Na conversa, ele também abordou o impacto da tecnologia no processo criativo, a função social da literatura em Moçambique e a importância do intercâmbio cultural e diplomático entre Brasil e os países africanos de língua portuguesa.
Entrevista Mia Couto, poeta e escritor
Como africano que escreve em português, como você percebe a sua relação com a literatura brasileira? Você costuma mencionar autores como Jorge Amado e Guimarães Rosa.
Sim. Há muitos poetas e escritores brasileiros de prosa que me influenciaram, a mim e a outros escritores africanos de língua portuguesa. É preciso lembrar que há cinco países em África que falam e escrevem em português, e todos foram muito influenciados pelo Brasil. Quero falar de Jorge Amado porque é o caso mais emblemático.
Jorge Amado fez nascer uma corrente, nos anos 1960 e início dos anos 1970, em Cabo Verde, em Angola, em Moçambique, na Guiné-Bissau, em São Tomé. Toda essa gente foi despertada pela possibilidade de escrever em outro português, porque o português que nos era oferecido era apenas o de Portugal. Descobrimos um outro português, aquele que refletia a nossa própria vivência de africanos. Então, há uma dívida que eu e os meus colegas da minha geração temos com o Brasil.
Você teve algum contato marcante com a literatura de Pernambuco?
Acho que Ariano Suassuna é um deles. O poeta João Cabral de Melo Neto me marcou muito também, porque é uma poesia ao mesmo tempo muito cerebral e muito bem pensada, mas também tão verdadeira, tão pura. Eu o tomei como um grande mestre.
Em "A Cegueira do Rio", você parte do contexto da Primeira Guerra na África para falar da importância da preservação da língua. Com o desenvolvimento da Inteligência Artificial, acha que essa preservação da língua em sua originalidade está em risco?
Acho que pode estar em risco a riqueza da linguagem em tudo: na semântica, na capacidade de argumentação, naquilo que faz com que ela seja realmente nossa, não é? Acho que há algo que se pode perder, e que já está se perdendo.
Mas não acredito que se possa apontar um único culpado, como se a máquina fosse o único vilão, seja o computador, o Google ou a inteligência artificial. Não é completamente honesto colocar toda a culpa nesse campo.
O que faz falta é um convívio mais próximo, uma troca mais viva entre gerações, entre pais e filhos. O tempo dedicado ao encontro pessoal, aquele que não é intermediado pelo celular ou por qualquer outra máquina. Precisamos disso. Precisamos resgatar esse espaço de contato íntimo entre as pessoas.
Sobre o seu processo criativo hoje, com tantas evoluções tecnológicas, algo mudou?
Não. Eu comecei a escrever os meus primeiros livros numa máquina de escrever daquelas tipográficas, e quando surgiu o computador, mudei. Agora já não saberia mudar de novo... não posso imaginar fazer isso outra vez.
Acho que, às vezes, ficamos assustados com qualquer coisa que represente uma inovação. Parece que o mundo está sendo refundado. Mas eu sou muito grato a esse tipo de tecnologia. Para mim, a questão é entender até que ponto essas tecnologias não nos anulam enquanto seres criativos, enquanto seres capazes de uma intervenção que só os humanos podem ter.

Dados fornecidos >>
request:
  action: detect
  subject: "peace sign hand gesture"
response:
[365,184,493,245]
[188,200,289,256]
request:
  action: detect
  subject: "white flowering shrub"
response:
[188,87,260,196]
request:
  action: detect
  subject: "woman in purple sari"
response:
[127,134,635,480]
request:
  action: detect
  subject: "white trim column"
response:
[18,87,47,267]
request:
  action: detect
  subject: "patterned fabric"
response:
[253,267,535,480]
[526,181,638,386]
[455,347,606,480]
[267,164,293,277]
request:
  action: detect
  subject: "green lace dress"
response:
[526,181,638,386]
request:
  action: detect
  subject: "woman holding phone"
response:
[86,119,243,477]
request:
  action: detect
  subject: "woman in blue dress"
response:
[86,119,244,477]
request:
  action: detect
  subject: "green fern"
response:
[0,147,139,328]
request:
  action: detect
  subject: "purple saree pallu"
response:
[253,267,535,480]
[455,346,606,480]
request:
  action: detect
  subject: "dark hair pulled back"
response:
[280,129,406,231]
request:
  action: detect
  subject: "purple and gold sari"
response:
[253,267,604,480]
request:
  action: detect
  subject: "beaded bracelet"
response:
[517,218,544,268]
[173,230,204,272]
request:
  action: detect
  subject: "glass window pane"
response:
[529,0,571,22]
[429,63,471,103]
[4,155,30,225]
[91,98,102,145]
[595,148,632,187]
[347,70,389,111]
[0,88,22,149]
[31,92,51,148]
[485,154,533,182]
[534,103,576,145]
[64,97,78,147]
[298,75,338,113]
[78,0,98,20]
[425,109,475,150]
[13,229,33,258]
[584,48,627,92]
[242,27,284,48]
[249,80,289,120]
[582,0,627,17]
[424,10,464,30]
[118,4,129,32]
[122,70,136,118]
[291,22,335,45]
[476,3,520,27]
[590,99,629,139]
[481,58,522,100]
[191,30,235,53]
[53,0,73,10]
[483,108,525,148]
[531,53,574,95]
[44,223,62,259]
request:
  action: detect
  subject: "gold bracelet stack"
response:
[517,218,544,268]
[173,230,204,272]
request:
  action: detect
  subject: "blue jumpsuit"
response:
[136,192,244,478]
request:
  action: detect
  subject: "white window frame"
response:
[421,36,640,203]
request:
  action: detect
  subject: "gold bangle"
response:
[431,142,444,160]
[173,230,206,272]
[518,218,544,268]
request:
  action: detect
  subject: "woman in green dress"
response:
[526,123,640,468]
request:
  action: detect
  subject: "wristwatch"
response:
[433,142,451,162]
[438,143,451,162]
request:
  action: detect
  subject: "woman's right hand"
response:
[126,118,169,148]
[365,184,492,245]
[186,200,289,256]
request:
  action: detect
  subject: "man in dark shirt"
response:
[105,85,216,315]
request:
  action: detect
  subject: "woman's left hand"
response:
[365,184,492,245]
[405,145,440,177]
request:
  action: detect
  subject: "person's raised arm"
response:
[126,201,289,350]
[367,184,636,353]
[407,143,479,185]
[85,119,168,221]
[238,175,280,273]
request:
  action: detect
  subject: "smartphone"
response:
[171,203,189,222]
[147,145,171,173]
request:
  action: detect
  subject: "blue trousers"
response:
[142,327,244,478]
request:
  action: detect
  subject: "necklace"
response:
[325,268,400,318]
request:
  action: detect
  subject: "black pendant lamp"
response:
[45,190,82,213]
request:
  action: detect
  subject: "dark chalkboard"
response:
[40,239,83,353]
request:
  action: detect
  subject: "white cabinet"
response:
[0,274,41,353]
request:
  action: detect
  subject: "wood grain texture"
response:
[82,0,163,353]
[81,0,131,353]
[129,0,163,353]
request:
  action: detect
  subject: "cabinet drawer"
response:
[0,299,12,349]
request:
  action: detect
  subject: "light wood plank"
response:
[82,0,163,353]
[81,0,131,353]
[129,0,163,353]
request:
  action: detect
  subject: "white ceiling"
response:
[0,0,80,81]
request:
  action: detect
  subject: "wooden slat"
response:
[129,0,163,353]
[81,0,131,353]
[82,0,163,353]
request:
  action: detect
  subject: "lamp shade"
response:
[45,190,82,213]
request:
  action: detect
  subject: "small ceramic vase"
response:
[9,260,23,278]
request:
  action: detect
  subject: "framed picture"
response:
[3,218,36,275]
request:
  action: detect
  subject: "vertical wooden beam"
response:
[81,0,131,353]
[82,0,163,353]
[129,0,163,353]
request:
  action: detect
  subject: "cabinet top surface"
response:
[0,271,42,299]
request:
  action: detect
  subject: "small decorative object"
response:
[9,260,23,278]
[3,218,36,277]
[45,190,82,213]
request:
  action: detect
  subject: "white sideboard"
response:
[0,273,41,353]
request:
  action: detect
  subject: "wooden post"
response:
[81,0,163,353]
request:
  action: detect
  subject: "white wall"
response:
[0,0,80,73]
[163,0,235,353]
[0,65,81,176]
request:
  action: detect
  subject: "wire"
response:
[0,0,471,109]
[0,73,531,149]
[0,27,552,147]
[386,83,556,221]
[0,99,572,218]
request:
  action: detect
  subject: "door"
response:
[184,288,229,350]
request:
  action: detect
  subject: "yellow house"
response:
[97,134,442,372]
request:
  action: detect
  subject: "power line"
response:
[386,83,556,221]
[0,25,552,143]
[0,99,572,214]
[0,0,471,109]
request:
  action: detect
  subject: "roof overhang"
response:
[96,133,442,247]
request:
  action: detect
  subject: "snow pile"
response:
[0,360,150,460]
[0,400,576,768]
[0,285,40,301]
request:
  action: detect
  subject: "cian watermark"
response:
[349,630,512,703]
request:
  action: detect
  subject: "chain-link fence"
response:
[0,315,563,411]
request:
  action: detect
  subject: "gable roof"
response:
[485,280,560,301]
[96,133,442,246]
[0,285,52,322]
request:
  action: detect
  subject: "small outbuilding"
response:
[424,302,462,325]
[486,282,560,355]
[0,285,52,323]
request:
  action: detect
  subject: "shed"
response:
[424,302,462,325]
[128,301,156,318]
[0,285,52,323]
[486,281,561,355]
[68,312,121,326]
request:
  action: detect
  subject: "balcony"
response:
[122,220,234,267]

* * *

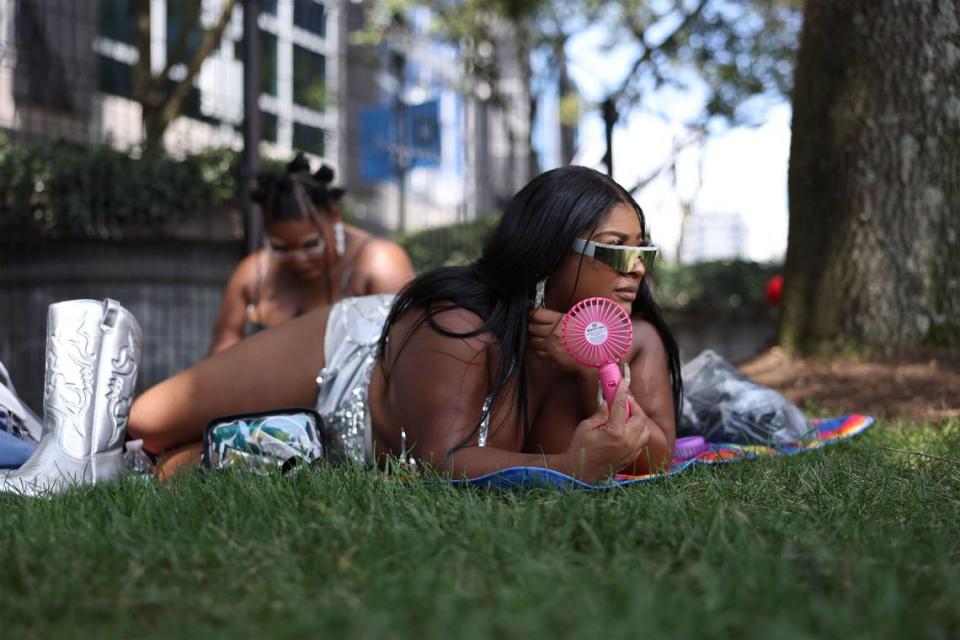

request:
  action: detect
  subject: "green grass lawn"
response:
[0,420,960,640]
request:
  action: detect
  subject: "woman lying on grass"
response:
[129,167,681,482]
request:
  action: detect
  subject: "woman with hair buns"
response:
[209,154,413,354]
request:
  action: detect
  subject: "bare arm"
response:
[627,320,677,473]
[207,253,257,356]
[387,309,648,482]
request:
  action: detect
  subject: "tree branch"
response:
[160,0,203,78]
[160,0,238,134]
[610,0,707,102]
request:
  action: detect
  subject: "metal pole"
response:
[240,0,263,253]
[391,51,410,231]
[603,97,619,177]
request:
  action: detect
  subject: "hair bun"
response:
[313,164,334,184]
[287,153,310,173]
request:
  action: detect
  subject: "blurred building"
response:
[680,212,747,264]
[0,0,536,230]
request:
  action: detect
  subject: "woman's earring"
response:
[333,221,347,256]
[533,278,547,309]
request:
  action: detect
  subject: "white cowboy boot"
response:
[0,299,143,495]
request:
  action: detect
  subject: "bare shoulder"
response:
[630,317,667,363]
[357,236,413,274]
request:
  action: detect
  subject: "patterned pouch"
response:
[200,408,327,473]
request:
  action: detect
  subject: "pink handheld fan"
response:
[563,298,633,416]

Lista de tarefas >>
#1 Indique se cada afirmação está de acordo com a entrevista, respondendo sim ou não e citando literalmente as palavras da entrevista que decidem a questão: (a) Jorge Amado deu origem a uma corrente em países africanos nos anos 1960 e início dos anos 1970. (b) O entrevistado atribui toda a culpa pela perda da riqueza da linguagem à inteligência artificial. (c) Os primeiros livros do entrevistado foram escritos no computador.
#2 Reproduza o trecho da entrevista a partir das palavras "Sim. Há muitos", parando depois de "com o Brasil.".
Não é preciso consultar os dados.

Gabarito >>
#1
(a) Sim: "Jorge Amado fez nascer uma corrente, nos anos 1960 e início dos anos 1970, em Cabo Verde, em Angola, em Moçambique, na Guiné-Bissau, em São Tomé."
(b) Não: "Não é completamente honesto colocar toda a culpa nesse campo."
(c) Não: "Eu comecei a escrever os meus primeiros livros numa máquina de escrever daquelas tipográficas"

#2
Sim. Há muitos poetas e escritores brasileiros de prosa que me influenciaram, a mim e a outros escritores africanos de língua portuguesa. É preciso lembrar que há cinco países em África que falam e escrevem em português, e todos foram muito influenciados pelo Brasil. Quero falar de Jorge Amado porque é o caso mais emblemático.
Jorge Amado fez nascer uma corrente, nos anos 1960 e início dos anos 1970, em Cabo Verde, em Angola, em Moçambique, na Guiné-Bissau, em São Tomé. Toda essa gente foi despertada pela possibilidade de escrever em outro português, porque o português que nos era oferecido era apenas o de Portugal. Descobrimos um outro português, aquele que refletia a nossa própria vivência de africanos. Então, há uma dívida que eu e os meus colegas da minha geração temos com o Brasil.